DO WYKONANIA: Przeskaluj fragment wykazu, zaczynając od wiersza zawierającego „Where can you see the man's dark” i kończąc na ostatnim wierszu wykazu. Przepisz te wiersze w całości, a każdą liczbę w odpowiedziach (współrzędne punktów) pomnóż przez 1,85 i zaokrąglij do liczby całkowitej, połówki w górę.

(Zapisane dane)
○ ○ ○

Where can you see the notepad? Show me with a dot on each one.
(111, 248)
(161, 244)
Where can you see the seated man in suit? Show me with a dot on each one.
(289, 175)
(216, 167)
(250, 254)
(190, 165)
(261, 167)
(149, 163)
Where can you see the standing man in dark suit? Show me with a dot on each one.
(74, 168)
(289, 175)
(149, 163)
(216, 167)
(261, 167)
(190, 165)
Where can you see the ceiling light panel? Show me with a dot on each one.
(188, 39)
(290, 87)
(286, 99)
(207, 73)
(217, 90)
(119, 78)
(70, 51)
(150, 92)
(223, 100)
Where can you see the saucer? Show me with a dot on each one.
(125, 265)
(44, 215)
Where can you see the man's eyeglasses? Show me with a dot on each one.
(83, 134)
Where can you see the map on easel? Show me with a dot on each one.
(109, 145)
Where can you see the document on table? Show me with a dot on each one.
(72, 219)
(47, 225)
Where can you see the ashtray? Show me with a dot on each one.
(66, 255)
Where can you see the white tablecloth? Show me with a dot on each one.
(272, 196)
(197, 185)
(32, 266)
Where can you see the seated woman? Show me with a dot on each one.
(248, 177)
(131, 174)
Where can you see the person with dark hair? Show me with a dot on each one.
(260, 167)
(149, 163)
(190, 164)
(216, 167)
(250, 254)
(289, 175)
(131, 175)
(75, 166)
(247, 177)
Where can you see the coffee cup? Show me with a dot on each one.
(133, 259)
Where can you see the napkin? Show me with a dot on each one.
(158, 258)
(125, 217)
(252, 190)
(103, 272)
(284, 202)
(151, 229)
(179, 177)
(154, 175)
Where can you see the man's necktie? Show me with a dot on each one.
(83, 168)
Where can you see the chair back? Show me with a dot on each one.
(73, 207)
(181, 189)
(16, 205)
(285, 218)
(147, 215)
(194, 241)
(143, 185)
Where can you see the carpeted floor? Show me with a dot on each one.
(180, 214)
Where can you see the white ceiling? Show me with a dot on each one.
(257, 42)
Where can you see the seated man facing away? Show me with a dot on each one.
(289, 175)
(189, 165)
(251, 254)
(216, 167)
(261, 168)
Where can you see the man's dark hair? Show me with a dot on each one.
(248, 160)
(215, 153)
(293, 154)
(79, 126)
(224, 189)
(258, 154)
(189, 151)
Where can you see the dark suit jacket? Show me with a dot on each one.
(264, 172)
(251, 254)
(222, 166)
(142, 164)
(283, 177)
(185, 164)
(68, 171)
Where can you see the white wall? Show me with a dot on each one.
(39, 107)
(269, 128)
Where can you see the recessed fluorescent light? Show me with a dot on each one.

○ ○ ○

ODPOWIEDŹ:
Where can you see the man's dark hair? Show me with a dot on each one.
(459, 296)
(398, 283)
(542, 285)
(146, 233)
(414, 350)
(477, 285)
(350, 279)
Where can you see the dark suit jacket? Show me with a dot on each one.
(488, 318)
(464, 470)
(411, 307)
(263, 303)
(524, 327)
(342, 303)
(126, 316)
Where can you see the white wall? Show me with a dot on each one.
(72, 198)
(498, 237)
Where can you see the recessed fluorescent light? Show me with a dot on each one.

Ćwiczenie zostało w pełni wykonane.